What you are asked to do: Your answer should be one number: how many lines below have the word "steep".

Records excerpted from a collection

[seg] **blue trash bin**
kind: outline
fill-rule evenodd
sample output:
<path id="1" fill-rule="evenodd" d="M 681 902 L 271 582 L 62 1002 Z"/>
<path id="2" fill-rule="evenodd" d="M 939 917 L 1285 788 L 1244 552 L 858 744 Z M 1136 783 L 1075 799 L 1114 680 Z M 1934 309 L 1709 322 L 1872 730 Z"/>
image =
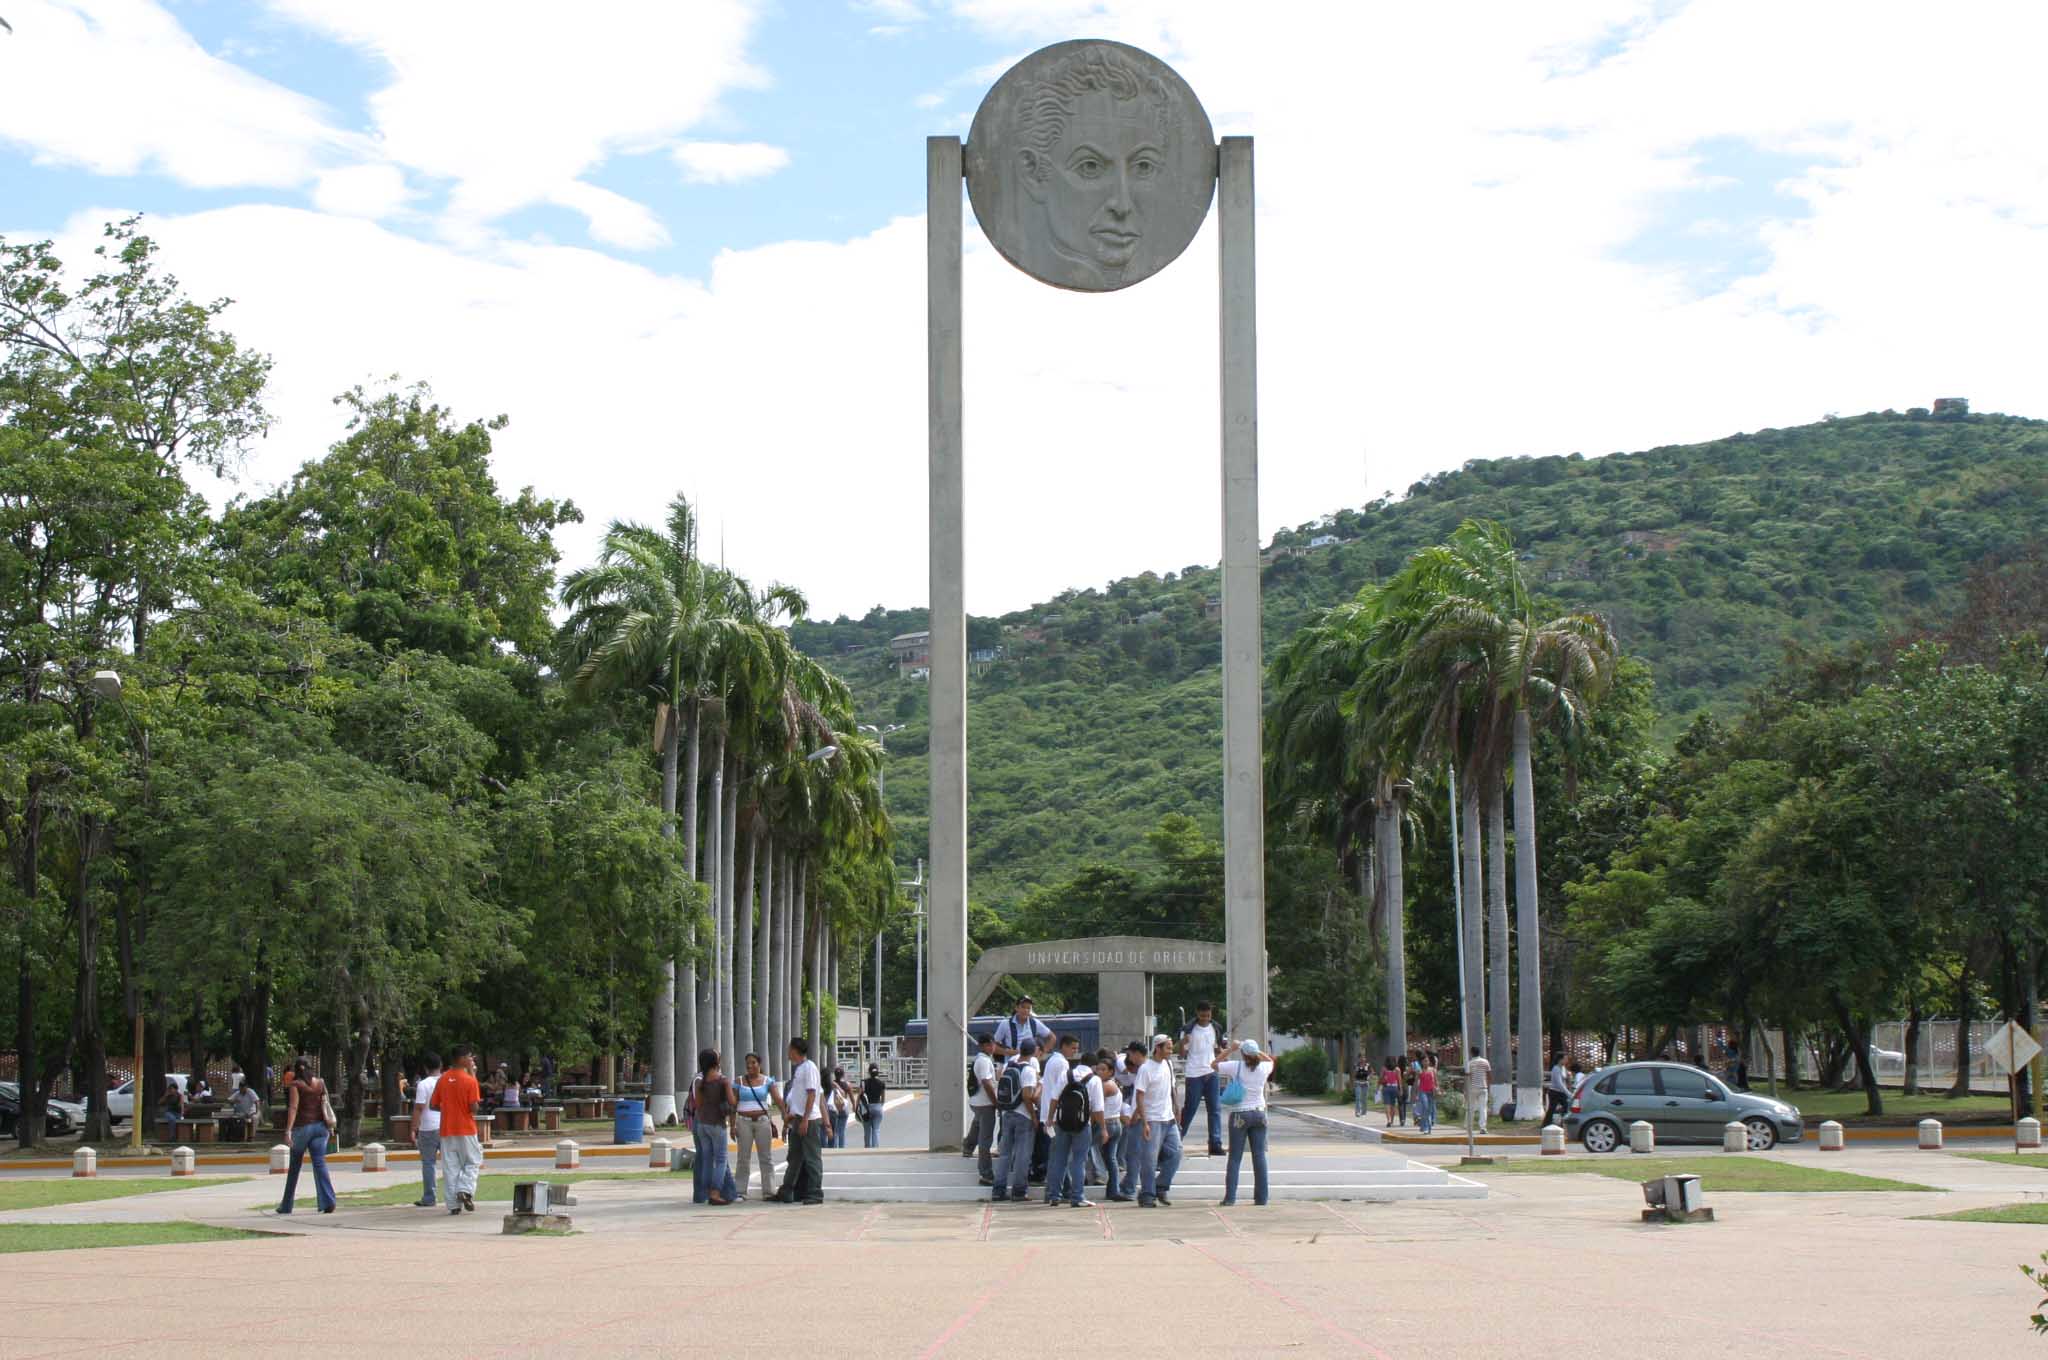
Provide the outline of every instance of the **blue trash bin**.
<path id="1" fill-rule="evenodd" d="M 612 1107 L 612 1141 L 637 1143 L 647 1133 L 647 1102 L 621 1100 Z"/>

...

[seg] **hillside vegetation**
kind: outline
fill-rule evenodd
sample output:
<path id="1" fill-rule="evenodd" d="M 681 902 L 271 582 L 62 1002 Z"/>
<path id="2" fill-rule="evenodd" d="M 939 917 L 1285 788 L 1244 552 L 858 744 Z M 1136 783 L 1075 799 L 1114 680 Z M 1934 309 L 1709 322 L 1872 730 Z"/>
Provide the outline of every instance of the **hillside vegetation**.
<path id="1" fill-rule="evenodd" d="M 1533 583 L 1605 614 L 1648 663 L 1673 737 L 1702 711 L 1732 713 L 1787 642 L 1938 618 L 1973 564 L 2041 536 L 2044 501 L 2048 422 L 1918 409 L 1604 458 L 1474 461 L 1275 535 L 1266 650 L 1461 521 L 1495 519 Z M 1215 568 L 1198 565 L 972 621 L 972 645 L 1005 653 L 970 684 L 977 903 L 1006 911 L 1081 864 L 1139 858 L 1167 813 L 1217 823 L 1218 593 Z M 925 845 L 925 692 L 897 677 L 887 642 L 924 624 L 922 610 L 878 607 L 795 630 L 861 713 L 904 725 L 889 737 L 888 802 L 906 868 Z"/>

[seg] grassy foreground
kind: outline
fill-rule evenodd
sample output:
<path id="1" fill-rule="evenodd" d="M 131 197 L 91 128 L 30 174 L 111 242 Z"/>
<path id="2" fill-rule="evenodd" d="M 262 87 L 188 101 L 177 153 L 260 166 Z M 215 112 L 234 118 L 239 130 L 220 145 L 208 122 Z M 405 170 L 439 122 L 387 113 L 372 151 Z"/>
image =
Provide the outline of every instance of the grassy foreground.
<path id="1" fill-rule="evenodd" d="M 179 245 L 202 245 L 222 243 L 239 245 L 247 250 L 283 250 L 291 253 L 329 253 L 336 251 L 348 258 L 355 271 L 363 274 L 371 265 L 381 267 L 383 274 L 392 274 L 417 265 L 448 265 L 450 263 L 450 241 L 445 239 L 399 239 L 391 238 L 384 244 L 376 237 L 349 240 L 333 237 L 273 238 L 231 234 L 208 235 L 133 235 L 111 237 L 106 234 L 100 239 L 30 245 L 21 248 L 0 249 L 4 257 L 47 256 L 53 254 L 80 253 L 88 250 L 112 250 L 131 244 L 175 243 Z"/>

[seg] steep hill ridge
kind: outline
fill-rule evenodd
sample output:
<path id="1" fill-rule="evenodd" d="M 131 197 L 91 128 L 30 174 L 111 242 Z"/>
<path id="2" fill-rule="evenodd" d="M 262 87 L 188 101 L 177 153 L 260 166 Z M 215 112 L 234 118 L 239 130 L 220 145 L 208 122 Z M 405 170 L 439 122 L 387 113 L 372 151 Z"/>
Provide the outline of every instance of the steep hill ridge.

Solved problem: 2